Print only the line with "For each instance of the stream, set" and the lines after it, ending with the last line of the material, each exactly as it stands.

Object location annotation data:

========================================

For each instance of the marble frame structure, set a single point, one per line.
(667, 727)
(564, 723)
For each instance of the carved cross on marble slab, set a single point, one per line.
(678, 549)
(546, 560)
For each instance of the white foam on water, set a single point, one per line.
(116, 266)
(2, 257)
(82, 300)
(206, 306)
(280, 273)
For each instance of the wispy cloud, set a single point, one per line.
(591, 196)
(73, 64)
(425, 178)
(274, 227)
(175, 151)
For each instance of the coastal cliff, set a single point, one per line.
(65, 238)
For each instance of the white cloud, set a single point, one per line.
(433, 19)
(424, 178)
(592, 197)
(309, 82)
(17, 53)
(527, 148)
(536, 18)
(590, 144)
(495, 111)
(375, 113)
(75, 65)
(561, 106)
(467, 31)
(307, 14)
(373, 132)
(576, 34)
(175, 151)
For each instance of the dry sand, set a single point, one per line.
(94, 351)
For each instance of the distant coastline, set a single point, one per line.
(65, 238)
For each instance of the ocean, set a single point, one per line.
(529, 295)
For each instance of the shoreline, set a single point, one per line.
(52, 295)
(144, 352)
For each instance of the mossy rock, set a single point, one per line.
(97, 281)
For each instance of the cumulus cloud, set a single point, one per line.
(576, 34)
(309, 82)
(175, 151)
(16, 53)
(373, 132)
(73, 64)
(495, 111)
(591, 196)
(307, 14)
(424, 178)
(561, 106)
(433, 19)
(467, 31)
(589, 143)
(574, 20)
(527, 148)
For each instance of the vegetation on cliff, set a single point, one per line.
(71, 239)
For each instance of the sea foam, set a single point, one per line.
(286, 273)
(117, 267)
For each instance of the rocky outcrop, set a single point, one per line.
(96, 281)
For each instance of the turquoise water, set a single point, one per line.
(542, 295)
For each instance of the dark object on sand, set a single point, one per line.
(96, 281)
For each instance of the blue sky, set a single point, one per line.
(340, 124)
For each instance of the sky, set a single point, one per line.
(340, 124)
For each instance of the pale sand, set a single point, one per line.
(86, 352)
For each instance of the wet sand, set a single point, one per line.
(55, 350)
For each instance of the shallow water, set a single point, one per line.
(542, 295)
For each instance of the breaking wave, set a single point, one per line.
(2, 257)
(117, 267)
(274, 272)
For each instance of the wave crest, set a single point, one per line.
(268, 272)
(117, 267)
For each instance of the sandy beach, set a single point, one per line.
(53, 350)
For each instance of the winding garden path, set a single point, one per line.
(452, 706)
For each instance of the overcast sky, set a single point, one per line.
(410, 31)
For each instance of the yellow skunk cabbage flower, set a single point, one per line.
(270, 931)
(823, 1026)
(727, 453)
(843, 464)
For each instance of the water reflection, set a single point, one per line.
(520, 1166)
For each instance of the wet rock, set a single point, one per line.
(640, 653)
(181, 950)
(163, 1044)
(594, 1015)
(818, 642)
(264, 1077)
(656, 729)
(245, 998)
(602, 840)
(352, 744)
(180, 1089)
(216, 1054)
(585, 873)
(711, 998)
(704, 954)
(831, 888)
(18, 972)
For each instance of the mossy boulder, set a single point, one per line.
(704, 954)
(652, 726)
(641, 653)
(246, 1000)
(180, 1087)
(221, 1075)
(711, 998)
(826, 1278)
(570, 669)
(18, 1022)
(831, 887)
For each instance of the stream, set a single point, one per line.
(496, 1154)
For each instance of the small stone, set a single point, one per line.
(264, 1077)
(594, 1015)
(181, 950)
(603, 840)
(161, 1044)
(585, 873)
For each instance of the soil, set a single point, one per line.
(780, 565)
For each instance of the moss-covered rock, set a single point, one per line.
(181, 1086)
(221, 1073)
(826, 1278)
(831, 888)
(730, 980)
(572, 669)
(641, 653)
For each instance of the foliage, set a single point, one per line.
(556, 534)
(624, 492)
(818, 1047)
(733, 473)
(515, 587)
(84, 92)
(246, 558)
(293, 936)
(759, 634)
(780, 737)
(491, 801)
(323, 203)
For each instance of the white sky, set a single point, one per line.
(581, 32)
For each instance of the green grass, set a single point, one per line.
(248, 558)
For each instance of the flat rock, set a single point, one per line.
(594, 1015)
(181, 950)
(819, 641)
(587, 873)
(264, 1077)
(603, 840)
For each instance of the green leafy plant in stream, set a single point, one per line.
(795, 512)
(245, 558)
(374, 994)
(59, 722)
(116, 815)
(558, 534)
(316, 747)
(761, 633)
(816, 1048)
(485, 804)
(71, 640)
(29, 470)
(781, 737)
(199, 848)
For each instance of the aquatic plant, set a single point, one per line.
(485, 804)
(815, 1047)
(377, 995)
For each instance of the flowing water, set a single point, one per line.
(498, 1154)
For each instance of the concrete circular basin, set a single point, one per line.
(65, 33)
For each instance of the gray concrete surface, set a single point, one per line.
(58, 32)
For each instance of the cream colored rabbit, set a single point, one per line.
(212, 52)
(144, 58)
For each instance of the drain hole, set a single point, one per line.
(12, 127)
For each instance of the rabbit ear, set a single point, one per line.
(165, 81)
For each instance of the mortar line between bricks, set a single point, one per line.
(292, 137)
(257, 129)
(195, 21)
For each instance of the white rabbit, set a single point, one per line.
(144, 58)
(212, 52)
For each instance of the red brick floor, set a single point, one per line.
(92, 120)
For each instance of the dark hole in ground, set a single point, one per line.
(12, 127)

========================================

> _Answer in full_:
For each instance of the stream, set a single point, one per line.
(496, 1154)
For each instance of the small stone, set a single point, one per line.
(264, 1077)
(594, 1015)
(181, 950)
(603, 840)
(161, 1044)
(585, 873)
For each instance of the soil, set a single point, one per line.
(780, 565)
For each instance of the moss-covered rock, set a single point, one per line.
(181, 1086)
(221, 1073)
(826, 1278)
(831, 888)
(730, 980)
(572, 669)
(641, 653)
For each instance of the foliage, set a single point, one per line.
(556, 534)
(624, 492)
(818, 1047)
(733, 473)
(515, 587)
(84, 92)
(246, 558)
(293, 936)
(759, 634)
(780, 737)
(491, 801)
(323, 203)
For each instance of the white sky, set a single point, one per line.
(581, 32)
For each instance of the green grass, set a single point, one per line.
(248, 558)
For each instance of the flat rock, set a single point, one per line.
(594, 1015)
(181, 950)
(819, 641)
(587, 873)
(264, 1077)
(603, 840)
For each instance of the green leafy plant in stream, set a single point, one per line.
(795, 512)
(245, 558)
(374, 994)
(59, 722)
(116, 815)
(558, 534)
(316, 747)
(761, 633)
(816, 1048)
(485, 804)
(71, 640)
(29, 470)
(781, 737)
(199, 848)
For each instance of the aquatic plant, set a single point, one per line.
(485, 804)
(815, 1047)
(377, 995)
For each instance of the flowing water, set a single point, one per line.
(498, 1154)
For each instance of the concrete circular basin, set a single point, one per line.
(65, 33)
For each instance of the gray concrete surface, set a single point, one per line.
(58, 32)
For each instance of the cream colored rabbit, set a single point, one per line.
(212, 52)
(144, 58)
For each instance of the drain hole, set a single point, one per line.
(12, 127)
For each instance of the rabbit ear, set a single point, one per line.
(165, 81)
For each instance of the mortar line between bricks, set a single point, one per line.
(292, 137)
(257, 129)
(195, 21)
For each instance of the white rabbit, set a single point, one per line.
(144, 58)
(212, 52)
For each instance of the red brick floor, set a single point, one per line.
(92, 120)
For each instance of the dark hole in ground, set a single point, one per line.
(12, 127)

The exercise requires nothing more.